## Exercise details
Write down exactly the lines from the one with "# drop a dot on each instance of the white ship" to the end of the data, first and last included, and no others.

━━ Input data ━━

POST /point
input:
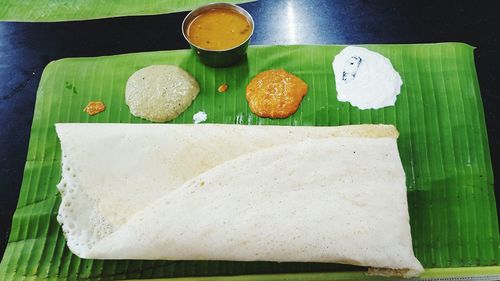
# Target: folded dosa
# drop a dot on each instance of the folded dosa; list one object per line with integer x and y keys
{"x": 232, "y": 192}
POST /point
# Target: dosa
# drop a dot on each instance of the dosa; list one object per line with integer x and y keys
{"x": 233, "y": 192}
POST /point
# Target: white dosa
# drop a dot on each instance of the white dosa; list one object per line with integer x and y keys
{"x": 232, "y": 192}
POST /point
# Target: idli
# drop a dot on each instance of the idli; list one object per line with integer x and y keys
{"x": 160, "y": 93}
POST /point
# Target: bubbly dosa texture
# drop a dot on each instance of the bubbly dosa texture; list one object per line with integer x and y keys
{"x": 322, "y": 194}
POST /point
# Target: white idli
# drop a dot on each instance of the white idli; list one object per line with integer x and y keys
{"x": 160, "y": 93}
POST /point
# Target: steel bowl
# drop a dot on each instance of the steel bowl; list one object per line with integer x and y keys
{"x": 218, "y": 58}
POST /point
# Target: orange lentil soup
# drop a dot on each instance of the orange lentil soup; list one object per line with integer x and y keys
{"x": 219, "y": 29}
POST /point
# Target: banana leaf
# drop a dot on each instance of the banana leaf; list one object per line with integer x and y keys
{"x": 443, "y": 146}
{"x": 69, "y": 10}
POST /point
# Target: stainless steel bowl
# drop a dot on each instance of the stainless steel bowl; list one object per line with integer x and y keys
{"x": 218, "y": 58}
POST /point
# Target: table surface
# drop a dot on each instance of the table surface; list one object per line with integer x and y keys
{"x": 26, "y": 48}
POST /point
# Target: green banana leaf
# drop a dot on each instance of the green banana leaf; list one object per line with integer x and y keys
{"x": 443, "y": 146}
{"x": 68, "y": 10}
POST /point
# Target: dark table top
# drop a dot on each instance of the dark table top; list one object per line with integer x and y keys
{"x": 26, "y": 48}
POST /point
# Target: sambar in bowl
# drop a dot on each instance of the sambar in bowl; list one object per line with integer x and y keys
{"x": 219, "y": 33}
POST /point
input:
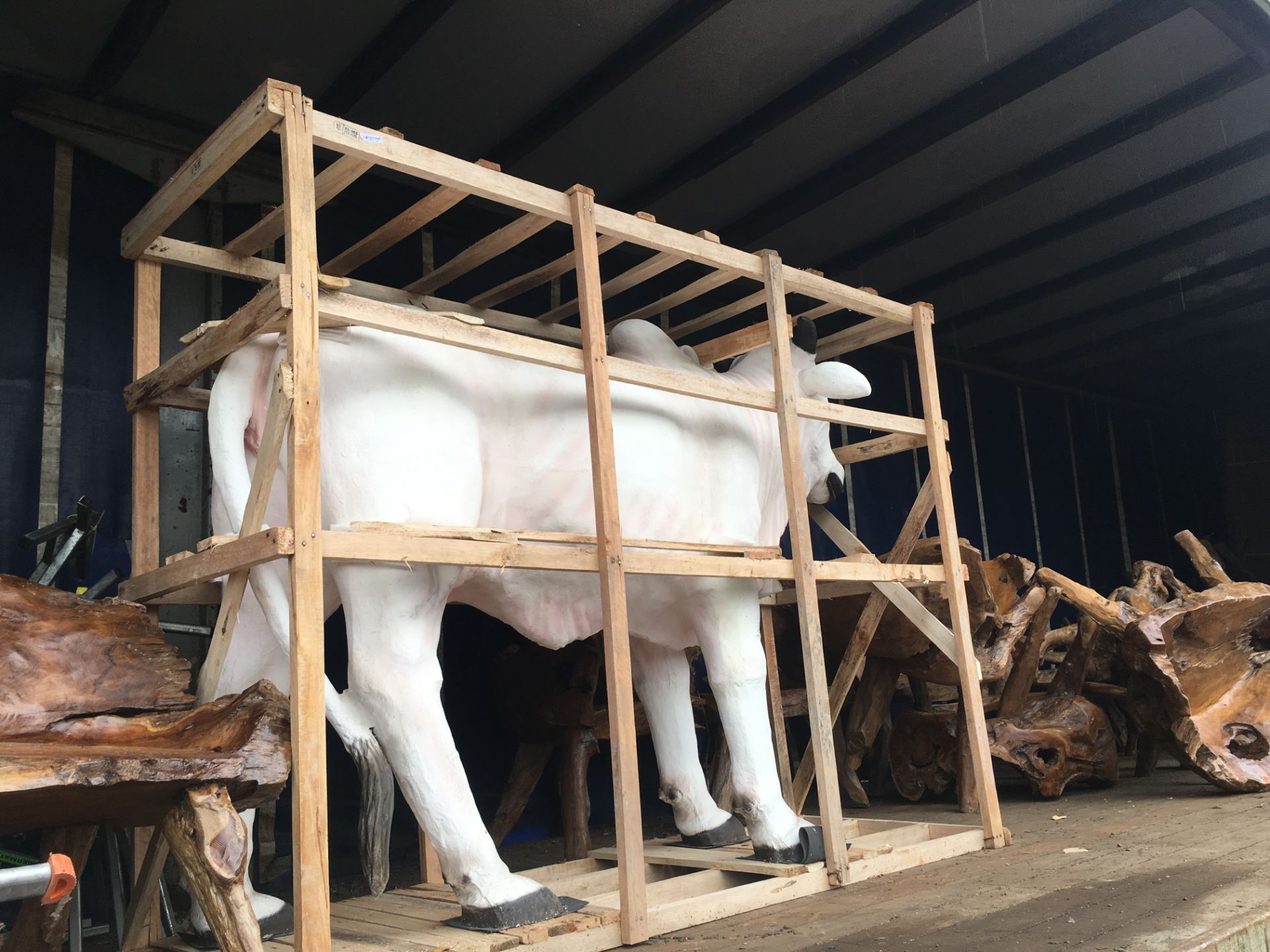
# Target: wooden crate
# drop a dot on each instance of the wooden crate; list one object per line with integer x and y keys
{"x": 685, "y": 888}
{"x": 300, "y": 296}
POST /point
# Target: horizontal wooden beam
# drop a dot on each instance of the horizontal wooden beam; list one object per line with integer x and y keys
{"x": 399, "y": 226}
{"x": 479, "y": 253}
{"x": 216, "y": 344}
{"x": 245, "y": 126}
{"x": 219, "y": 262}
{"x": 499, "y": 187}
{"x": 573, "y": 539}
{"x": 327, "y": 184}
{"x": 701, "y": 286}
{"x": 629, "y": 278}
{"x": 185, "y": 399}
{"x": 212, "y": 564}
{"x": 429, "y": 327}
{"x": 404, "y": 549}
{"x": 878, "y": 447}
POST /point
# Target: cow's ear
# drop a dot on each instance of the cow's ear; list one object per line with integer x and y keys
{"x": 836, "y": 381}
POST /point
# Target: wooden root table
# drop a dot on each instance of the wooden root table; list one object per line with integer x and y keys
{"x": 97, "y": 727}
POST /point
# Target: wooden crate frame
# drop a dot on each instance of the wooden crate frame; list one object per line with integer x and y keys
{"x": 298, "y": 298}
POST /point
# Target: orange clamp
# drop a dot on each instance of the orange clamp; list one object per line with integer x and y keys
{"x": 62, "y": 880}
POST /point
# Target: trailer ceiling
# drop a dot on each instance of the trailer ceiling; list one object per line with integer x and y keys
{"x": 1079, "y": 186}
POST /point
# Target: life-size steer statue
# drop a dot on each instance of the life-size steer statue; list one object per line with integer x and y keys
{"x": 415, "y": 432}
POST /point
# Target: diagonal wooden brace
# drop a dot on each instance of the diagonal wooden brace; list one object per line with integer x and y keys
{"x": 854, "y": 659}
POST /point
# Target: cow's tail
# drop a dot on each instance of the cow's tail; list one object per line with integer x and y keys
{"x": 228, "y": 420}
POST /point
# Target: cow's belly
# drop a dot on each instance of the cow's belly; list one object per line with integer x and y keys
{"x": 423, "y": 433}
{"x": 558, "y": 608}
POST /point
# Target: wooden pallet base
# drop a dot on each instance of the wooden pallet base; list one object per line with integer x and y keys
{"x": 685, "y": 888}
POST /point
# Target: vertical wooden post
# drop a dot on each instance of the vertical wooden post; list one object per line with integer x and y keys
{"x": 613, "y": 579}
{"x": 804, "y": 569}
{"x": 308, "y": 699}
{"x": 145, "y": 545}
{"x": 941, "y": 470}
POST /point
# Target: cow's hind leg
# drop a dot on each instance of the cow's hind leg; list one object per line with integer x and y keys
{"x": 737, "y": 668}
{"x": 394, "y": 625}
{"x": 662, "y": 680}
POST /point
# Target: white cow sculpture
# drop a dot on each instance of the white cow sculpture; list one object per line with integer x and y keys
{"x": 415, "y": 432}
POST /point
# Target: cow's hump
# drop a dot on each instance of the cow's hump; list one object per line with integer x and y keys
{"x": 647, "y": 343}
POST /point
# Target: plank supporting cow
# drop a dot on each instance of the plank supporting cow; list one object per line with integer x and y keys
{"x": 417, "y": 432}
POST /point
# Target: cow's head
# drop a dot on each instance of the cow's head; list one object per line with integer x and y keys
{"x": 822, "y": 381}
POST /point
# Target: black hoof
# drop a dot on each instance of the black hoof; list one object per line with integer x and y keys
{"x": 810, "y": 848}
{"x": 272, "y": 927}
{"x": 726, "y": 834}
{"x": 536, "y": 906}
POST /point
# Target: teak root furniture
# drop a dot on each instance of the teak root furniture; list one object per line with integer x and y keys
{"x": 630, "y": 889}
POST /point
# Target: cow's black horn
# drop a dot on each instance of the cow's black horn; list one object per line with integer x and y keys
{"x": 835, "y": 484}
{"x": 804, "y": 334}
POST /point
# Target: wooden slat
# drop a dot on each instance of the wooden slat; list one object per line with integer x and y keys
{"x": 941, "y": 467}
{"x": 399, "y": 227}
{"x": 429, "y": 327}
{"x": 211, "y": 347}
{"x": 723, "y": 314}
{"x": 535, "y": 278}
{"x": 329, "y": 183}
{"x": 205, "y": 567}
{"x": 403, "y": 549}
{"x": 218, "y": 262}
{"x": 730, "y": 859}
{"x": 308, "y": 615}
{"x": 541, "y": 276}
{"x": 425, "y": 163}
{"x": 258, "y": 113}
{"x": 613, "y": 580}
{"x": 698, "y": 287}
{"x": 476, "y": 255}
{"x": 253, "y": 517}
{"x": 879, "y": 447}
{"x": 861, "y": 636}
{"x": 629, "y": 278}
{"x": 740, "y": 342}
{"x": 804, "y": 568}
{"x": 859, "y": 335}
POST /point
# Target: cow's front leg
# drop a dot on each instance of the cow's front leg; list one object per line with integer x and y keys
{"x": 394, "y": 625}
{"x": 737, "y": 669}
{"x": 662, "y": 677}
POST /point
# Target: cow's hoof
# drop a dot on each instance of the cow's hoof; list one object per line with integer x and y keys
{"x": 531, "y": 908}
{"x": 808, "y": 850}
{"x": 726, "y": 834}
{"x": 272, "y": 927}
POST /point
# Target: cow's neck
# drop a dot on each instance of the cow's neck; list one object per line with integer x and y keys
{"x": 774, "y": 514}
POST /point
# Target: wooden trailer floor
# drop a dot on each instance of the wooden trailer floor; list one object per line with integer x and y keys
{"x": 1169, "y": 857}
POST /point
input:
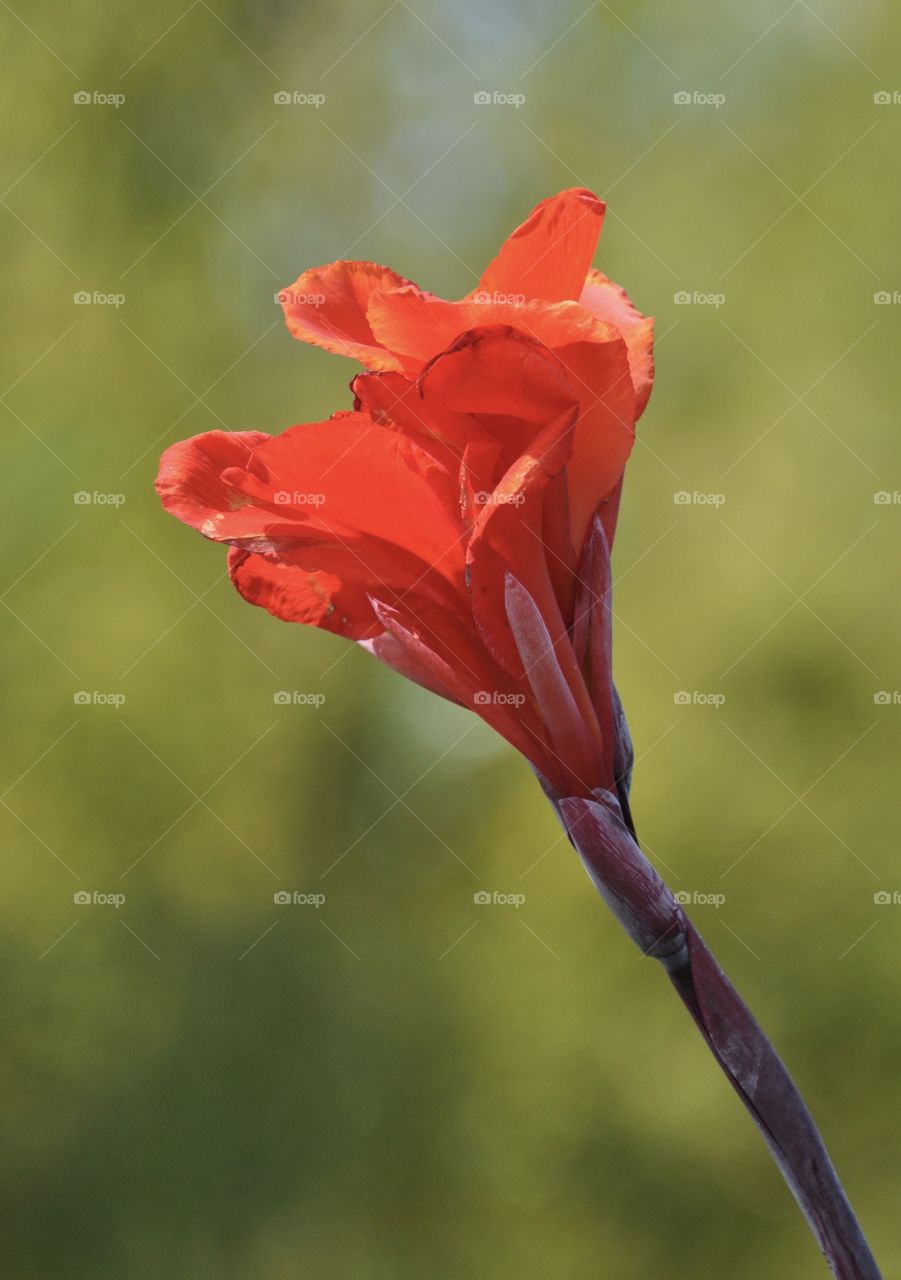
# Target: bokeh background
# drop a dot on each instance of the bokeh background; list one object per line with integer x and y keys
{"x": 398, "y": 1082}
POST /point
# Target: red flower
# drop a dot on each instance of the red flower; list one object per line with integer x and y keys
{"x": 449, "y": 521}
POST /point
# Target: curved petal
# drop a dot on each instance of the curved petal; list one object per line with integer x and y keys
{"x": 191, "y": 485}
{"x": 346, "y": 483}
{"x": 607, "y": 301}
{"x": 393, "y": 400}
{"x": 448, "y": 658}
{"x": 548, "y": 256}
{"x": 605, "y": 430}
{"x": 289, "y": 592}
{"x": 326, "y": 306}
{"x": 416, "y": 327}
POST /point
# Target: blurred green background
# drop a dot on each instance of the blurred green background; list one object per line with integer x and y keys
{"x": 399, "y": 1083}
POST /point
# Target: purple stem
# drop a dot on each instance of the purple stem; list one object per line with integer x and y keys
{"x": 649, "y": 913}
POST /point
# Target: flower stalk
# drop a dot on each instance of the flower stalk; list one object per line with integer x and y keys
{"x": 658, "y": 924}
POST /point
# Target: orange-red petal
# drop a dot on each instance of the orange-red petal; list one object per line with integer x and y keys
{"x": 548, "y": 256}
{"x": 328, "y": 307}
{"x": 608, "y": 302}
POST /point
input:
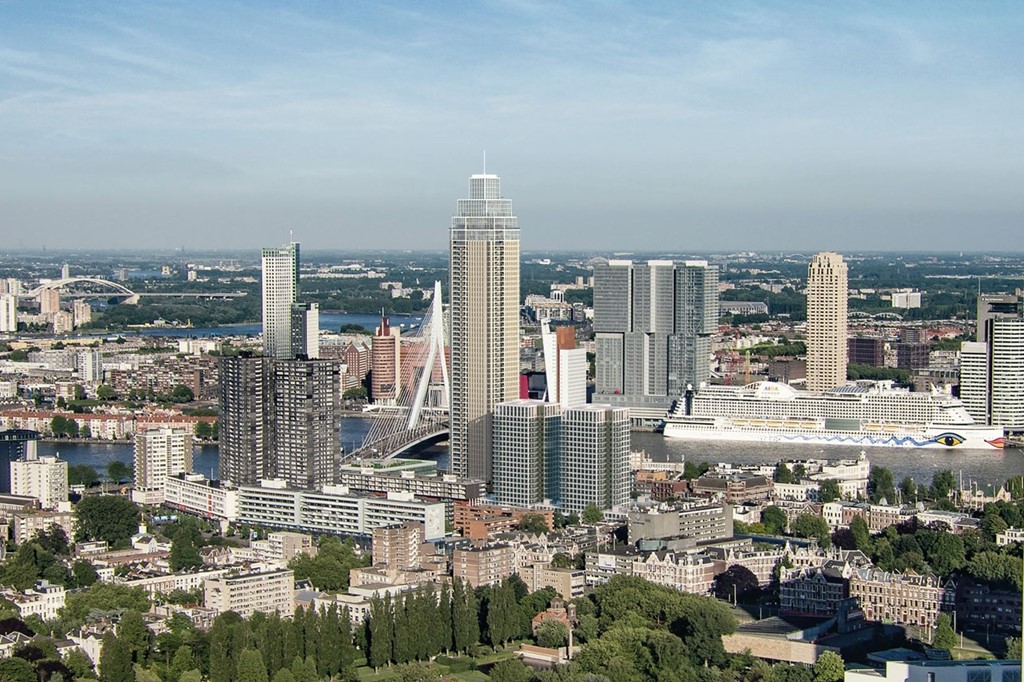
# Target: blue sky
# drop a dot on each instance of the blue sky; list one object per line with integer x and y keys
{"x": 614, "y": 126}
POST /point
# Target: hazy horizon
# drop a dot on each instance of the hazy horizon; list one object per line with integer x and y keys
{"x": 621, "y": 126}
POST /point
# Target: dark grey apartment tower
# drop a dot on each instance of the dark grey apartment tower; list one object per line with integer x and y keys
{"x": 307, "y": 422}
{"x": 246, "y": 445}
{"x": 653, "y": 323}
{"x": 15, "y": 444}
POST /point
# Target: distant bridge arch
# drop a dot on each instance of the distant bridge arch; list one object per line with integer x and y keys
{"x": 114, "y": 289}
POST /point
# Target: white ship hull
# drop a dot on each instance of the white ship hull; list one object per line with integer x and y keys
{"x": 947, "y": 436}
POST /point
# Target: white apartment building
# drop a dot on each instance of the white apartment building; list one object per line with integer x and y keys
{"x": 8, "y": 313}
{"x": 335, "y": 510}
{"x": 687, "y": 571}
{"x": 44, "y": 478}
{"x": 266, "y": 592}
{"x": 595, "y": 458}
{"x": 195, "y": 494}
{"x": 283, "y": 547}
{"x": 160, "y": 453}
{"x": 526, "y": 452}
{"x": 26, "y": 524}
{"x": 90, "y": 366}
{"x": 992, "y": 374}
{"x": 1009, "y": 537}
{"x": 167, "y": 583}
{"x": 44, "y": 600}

━━━

## Completed task
# drop a dot on each instance of the white ship hull; list one object per line with integer x and y keys
{"x": 947, "y": 436}
POST /point
# Target: white apartment building
# drop a dot on each instance of the white apartment building; list one object per line with integer x and y keys
{"x": 8, "y": 313}
{"x": 335, "y": 510}
{"x": 687, "y": 571}
{"x": 44, "y": 478}
{"x": 266, "y": 592}
{"x": 595, "y": 458}
{"x": 195, "y": 494}
{"x": 283, "y": 547}
{"x": 160, "y": 453}
{"x": 526, "y": 452}
{"x": 26, "y": 524}
{"x": 90, "y": 366}
{"x": 992, "y": 374}
{"x": 1009, "y": 537}
{"x": 167, "y": 583}
{"x": 44, "y": 600}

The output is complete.